# Your instructions:
Render as a numbered list the lines from the one containing "Target: black trousers" through the end of the entries, skipping any blank lines.

[Extracted data entries]
= = =

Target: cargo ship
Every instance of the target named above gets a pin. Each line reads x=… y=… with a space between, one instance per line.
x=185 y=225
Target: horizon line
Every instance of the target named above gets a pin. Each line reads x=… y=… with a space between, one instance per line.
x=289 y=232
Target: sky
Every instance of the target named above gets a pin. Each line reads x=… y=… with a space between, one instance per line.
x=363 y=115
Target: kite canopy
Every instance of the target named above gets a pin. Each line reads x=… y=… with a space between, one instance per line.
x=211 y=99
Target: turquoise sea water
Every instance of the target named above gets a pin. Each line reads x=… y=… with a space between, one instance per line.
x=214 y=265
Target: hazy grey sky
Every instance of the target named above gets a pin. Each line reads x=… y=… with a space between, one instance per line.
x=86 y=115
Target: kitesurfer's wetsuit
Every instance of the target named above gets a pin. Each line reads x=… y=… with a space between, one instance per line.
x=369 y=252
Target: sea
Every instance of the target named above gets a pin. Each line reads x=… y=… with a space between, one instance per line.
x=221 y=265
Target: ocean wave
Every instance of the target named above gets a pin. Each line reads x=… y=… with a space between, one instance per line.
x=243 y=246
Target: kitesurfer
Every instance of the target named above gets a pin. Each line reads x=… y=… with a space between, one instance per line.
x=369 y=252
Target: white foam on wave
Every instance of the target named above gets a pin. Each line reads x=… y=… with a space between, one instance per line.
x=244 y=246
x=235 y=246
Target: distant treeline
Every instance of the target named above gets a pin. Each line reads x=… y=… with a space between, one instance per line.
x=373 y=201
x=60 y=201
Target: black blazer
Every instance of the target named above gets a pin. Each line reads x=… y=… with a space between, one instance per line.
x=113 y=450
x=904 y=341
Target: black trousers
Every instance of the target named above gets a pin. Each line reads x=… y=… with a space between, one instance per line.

= = =

# Problem solution:
1. Target: black trousers
2. Every instance of the target named above gets a pin. Each line reads x=… y=… with a space between, one instance per line.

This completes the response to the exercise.